Collected data -

------------------------------

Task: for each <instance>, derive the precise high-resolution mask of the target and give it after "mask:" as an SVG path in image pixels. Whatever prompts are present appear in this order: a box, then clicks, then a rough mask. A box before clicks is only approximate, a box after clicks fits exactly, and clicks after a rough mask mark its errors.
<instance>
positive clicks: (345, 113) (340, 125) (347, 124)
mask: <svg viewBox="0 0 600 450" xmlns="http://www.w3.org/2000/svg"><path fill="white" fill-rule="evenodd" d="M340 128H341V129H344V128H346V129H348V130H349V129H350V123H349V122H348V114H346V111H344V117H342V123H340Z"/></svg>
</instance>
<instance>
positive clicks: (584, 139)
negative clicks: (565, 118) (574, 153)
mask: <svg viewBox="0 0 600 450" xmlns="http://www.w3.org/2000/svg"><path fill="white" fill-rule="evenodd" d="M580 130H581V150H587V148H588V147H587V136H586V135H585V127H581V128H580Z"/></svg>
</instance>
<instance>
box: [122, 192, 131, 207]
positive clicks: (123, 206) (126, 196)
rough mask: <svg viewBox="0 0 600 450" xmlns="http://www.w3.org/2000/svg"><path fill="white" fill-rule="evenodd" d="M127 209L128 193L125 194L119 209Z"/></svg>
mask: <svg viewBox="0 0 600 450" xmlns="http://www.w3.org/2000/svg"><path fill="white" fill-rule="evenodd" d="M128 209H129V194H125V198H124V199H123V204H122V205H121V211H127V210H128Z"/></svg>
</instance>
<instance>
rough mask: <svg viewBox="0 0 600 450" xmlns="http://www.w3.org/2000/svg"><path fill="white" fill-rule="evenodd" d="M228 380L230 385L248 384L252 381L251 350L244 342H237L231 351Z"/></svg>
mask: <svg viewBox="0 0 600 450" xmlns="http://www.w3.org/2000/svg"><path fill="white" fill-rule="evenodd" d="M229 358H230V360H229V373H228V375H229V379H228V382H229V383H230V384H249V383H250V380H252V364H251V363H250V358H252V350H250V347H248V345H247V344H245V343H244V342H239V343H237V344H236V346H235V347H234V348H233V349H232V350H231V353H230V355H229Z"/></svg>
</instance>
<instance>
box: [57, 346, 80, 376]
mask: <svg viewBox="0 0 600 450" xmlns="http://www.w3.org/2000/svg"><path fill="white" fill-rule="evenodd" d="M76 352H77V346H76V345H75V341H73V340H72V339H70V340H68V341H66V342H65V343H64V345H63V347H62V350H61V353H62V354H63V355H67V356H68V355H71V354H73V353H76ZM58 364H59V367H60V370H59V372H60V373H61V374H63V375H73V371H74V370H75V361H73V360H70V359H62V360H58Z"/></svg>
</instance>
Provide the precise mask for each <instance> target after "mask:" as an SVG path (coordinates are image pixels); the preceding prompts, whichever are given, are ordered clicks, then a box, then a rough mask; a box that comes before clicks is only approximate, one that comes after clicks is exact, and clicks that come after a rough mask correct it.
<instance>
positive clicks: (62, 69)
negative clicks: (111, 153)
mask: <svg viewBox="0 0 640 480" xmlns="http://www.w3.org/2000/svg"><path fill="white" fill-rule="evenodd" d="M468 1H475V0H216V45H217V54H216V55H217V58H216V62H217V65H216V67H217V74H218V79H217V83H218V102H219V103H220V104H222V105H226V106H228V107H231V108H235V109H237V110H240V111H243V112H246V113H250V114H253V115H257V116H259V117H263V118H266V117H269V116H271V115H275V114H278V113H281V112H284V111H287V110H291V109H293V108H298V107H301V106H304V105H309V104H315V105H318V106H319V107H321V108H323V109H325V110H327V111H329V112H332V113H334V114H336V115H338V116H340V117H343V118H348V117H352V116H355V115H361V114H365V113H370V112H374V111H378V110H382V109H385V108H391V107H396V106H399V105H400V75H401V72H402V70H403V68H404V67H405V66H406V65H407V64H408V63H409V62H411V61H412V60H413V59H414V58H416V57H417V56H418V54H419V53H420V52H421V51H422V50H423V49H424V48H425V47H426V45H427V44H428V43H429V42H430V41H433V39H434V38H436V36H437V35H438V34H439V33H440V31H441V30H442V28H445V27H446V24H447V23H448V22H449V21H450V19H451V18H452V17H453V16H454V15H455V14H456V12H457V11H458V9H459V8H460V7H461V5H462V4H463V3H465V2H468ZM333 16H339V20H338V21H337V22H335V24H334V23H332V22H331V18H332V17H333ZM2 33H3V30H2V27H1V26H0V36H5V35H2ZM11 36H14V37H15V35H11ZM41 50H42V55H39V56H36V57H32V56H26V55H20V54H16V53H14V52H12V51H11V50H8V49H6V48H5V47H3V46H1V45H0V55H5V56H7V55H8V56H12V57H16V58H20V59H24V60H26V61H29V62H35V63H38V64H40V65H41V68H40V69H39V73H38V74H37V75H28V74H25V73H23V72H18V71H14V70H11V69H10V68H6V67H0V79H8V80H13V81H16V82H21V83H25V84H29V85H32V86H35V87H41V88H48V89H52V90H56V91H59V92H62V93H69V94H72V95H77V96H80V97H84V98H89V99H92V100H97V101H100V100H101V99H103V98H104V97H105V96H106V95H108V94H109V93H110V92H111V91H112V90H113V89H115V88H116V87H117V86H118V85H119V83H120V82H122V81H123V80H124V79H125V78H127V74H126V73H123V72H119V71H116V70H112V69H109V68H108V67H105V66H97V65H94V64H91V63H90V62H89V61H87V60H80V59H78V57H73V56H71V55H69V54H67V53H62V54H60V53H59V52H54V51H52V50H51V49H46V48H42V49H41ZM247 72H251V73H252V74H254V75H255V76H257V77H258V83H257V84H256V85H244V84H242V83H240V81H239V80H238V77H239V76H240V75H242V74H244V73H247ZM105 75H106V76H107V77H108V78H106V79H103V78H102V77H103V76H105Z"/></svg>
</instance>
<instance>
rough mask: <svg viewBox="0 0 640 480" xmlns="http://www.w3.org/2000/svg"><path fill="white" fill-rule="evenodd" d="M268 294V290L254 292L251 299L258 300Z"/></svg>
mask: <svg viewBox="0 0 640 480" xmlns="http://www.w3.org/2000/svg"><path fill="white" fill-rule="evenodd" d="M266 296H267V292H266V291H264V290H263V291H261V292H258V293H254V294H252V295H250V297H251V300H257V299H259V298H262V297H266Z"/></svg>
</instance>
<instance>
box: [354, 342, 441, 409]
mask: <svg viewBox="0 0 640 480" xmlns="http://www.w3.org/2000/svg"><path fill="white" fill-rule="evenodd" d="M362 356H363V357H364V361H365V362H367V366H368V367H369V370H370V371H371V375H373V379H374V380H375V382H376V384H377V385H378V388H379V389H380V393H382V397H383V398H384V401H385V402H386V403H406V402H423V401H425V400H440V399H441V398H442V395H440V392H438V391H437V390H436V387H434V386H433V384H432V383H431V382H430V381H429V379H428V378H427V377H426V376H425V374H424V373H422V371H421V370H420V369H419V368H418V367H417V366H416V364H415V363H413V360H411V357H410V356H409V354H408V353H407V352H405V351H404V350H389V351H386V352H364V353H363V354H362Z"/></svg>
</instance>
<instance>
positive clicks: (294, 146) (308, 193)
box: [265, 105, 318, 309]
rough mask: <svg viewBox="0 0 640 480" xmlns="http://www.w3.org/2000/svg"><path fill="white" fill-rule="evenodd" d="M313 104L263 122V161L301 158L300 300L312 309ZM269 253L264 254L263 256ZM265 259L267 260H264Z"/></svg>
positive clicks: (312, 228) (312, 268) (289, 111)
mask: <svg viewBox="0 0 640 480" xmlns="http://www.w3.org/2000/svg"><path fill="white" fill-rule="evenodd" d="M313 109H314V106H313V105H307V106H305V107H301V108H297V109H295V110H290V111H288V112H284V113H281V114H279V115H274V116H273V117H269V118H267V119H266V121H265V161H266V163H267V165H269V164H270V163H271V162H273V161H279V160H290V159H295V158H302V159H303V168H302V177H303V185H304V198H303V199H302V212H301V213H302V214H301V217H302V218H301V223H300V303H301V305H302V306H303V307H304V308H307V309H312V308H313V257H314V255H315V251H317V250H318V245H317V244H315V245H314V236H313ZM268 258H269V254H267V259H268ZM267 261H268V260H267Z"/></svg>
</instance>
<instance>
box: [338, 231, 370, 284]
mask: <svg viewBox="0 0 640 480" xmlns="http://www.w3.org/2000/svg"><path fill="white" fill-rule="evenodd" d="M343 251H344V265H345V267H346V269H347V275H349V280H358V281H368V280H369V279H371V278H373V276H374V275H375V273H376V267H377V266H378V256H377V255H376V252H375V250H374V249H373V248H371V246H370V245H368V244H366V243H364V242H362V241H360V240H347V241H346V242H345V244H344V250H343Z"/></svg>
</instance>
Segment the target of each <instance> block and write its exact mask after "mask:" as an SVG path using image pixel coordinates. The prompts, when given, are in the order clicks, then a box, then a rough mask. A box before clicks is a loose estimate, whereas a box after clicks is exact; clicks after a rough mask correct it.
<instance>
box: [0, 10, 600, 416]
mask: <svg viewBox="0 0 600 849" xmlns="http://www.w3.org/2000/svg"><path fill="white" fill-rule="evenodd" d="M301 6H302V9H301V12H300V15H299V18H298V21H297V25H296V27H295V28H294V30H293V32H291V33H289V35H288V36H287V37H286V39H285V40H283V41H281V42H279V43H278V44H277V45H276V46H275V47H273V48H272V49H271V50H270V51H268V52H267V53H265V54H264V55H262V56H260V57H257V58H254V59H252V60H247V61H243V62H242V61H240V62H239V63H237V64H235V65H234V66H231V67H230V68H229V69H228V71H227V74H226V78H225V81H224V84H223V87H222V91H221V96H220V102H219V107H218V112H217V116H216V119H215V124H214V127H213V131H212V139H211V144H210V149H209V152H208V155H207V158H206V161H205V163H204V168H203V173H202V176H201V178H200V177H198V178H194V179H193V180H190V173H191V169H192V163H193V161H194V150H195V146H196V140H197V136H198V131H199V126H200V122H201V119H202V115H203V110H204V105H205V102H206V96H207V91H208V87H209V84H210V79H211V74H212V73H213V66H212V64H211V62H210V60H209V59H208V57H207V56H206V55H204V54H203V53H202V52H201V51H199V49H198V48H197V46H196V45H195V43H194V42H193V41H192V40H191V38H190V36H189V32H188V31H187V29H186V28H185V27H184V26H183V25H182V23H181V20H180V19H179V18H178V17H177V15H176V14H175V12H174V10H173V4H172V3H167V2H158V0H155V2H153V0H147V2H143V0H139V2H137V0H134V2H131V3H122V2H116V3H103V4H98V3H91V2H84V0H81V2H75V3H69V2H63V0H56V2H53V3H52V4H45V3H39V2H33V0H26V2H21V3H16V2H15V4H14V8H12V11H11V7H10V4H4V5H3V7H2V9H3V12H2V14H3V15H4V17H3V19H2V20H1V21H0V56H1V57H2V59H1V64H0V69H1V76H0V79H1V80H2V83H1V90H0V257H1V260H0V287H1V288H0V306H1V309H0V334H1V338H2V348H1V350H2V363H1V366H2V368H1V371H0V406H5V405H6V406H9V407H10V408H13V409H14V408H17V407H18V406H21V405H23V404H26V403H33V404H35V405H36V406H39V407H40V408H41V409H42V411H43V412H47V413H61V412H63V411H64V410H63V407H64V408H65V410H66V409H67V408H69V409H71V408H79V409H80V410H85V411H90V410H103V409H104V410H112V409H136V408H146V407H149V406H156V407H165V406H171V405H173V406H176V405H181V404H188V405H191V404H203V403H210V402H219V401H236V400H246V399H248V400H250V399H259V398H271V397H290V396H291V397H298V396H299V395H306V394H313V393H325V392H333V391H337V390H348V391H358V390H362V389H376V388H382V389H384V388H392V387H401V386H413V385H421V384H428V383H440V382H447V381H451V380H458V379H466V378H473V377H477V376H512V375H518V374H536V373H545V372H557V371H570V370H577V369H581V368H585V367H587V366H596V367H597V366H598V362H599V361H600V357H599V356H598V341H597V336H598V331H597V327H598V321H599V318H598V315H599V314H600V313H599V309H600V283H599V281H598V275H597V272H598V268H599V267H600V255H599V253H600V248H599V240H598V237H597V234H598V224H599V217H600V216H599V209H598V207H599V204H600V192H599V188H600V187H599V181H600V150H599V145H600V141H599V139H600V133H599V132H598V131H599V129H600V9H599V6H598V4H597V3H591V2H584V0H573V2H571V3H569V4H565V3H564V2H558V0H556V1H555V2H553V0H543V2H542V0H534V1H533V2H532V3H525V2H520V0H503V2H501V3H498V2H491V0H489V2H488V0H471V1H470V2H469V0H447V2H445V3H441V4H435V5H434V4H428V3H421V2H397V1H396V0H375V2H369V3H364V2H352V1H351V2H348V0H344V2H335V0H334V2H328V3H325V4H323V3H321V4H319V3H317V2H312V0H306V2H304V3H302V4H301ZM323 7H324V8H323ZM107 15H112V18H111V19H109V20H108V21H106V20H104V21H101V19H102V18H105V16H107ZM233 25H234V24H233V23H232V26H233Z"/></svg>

------------------------------

For every line in the entries above that contains "correct", add one to a count, and give that number by itself.

2